WHAT TO DO:
(a) In the page on the Louvain vs. Leiden MicroSim, which nodes does Louvain incorrectly merge into Community 1?
(b) Pick up the Louvain vs. Leiden MicroSim page where it stops.

PROVIDED PASSAGE:
+++
This MicroSim provides a side-by-side comparison of the Louvain and Leiden community detection algorithms on the same 20-node graph. It demonstrates a well-known flaw in Louvain — the tendency to produce disconnected communities — and shows how Leiden's refinement phase fixes this problem.

The Graph

A 20-node graph with 3 natural communities: - Community 1 (7 nodes, top-left) — Densely connected cluster - Community 2 (6 nodes, top-right) — Contains two sub-clusters connected by a bridge - Community 3 (7 nodes, bottom) — Dense cluster with moderate inter-community connections

Algorithm Phases

Step through four phases to see how each algorithm behaves:

Initial Graph — All nodes uncolored. Both algorithms start with each node in its own community.
Local Moving — Nodes are greedily moved to the neighboring community that maximizes modularity. Louvain and Leiden differ in node processing order.
Community Result — Louvain incorrectly merges nodes 7-8 into Community 1 (blue), leaving them disconnected from the rest of their natural community. Leiden keeps Community 2 intact (orange).
Leiden Refinement — Leiden adds a refinement phase that checks each community for internal connectivity. Disconnected sub-communities are split and re-assigned, guaranteeing well-connected results.

Why This Matters for Bioinformatics

Community detection is widely used in biological network analysis: - Identifying protein complexes in PPI networks - Finding co-expressed gene modules in expression data - Detecting cell type clusters in scRNA-seq analysis (Leiden is the default in Scanpy)

Leiden is now preferred over Louvain in most bioinformatics tools because it guarantees connected communities while being equally fast.

How to Use

Next Phase button — Step through the four algorithm phases, observing the changes on both the Louvain (left) and Leiden (right) sides
Reset button — Return to the initial graph state
Compare sides — At each phase, compare how nodes are colored on the left (Louvain) vs. right (Leiden)
Look for the flaw — In Phase 3, find the disconnected nodes in Louvain's blue community that are not directly connected to the rest of the blue cluster

Iframe Embed Code

You can add this MicroSim to any web page by adding this to your HTML:

<iframe src="https://dmccreary.github.io/bioinformatics/sims/louvain-vs-leiden/main.html"
+++
ENTRIES PROVIDED:
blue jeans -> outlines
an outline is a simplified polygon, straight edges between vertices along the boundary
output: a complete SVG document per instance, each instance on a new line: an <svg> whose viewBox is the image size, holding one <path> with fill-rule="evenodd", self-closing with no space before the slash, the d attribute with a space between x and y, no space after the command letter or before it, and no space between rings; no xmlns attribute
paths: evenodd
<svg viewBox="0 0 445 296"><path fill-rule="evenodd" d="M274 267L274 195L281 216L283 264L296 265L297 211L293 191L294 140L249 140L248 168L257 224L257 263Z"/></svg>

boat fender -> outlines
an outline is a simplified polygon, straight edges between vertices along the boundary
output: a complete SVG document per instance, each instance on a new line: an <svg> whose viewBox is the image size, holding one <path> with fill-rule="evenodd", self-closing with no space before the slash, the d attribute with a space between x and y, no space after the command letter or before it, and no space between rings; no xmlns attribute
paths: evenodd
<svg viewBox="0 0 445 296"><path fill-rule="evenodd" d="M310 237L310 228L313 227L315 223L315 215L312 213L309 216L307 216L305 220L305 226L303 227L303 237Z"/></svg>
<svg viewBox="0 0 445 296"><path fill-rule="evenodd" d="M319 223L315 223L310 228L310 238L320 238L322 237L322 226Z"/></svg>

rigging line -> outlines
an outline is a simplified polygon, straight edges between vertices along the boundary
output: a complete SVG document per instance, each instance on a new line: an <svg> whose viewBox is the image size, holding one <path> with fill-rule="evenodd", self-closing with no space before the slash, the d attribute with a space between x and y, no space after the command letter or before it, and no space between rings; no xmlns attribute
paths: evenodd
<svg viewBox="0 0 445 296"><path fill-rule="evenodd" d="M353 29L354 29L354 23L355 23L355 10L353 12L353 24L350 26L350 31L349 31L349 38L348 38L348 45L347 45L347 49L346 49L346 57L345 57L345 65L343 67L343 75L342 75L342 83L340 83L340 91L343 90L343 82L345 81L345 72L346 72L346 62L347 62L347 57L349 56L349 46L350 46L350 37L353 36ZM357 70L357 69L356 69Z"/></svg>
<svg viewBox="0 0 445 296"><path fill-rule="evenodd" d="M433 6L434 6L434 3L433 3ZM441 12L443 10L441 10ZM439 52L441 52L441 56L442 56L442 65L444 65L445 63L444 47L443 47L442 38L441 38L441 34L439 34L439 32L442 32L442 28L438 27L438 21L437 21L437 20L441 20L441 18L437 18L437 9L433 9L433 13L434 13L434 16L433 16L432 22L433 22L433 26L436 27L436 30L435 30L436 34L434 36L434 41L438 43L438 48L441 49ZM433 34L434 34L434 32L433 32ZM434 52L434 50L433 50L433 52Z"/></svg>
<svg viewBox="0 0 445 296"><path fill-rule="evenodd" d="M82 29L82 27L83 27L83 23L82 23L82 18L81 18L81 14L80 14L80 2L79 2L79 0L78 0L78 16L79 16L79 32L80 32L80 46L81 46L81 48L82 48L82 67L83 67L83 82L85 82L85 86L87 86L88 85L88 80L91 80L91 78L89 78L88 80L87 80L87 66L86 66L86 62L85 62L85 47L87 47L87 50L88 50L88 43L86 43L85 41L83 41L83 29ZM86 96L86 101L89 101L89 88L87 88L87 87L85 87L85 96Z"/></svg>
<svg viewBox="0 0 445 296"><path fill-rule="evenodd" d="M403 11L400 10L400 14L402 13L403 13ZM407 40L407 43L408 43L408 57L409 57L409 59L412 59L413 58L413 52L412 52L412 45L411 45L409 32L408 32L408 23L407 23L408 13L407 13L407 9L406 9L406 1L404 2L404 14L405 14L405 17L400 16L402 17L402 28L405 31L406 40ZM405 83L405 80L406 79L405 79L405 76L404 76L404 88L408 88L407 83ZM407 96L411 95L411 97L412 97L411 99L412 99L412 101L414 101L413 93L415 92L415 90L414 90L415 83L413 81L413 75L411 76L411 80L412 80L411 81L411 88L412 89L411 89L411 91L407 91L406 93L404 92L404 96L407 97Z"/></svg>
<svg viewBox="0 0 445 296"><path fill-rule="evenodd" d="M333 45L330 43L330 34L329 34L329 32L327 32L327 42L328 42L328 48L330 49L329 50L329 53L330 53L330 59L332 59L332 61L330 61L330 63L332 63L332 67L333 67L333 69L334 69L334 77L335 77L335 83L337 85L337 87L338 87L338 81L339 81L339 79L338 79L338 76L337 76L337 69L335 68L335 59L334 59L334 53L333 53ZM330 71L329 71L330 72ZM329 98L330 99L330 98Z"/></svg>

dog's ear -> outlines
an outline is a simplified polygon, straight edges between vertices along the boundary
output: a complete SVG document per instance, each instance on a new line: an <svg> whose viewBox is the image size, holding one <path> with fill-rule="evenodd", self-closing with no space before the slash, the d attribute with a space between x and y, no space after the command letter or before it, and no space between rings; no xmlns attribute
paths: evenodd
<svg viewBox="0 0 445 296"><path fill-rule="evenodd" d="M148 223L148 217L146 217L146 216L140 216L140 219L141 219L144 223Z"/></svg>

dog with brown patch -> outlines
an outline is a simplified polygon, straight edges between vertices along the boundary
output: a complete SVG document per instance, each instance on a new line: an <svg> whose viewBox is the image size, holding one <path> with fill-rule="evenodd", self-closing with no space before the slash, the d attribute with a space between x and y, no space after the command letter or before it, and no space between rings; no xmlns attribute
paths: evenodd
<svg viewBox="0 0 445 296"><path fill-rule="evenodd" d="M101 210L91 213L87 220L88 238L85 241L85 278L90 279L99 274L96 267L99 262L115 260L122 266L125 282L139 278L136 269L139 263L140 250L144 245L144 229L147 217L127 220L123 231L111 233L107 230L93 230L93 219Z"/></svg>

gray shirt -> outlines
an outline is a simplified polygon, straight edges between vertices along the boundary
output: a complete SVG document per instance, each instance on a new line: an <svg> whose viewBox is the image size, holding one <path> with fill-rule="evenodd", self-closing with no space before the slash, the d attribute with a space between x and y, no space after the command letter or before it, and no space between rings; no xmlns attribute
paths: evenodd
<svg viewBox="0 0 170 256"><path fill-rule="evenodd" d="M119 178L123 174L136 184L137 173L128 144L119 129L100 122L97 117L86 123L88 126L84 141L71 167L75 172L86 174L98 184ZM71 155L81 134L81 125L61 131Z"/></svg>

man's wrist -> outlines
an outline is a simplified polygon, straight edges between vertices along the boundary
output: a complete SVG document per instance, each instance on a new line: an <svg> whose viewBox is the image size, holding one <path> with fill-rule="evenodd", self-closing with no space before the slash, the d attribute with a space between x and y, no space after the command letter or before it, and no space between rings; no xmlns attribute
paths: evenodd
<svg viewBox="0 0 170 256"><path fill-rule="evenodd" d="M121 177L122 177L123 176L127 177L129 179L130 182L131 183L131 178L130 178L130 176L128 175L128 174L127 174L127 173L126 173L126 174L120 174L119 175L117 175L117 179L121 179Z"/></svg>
+++
OUTPUTS IN ORDER:
(a) Nodes 7-8.

(b)
        height="542"
        width="100%"
        scrolling="no"></iframe>

Lesson Plan

Grade Level

College introductory bioinformatics

Duration

15-20 minutes

Prerequisites

Understanding of graphs, communities, and clustering
Concept of modularity as a measure of community quality
Familiarity with biological networks (PPI, co-expression)

Activities

Exploration (5 min): Step through all four phases. At Phase 3, identify which nodes Louvain misassigned. Verify that these nodes are disconnected from the rest of their assigned community by tracing edges.
Guided Practice (5 min): Reset and step through again. At each phase, explain what the algorithm is doing. Why does Louvain's greedy approach lead to the disconnected community? How does Leiden's refinement fix it?
Discussion (5 min): Scanpy (the standard scRNA-seq analysis tool) switched from Louvain to Leiden as its default clustering algorithm. Given what you've seen in this simulation, why might disconnected communities be particularly problematic for identifying cell types?
Assessment (5 min): Answer the reflection questions below.

Assessment

What is the Louvain algorithm's known flaw, and what causes it?
How does the Leiden algorithm's refinement phase fix this problem?
Why is it important that detected communities be internally connected in biological network analysis?
Both algorithms optimize modularity. What does modularity measure, and why is it a useful objective for community detection?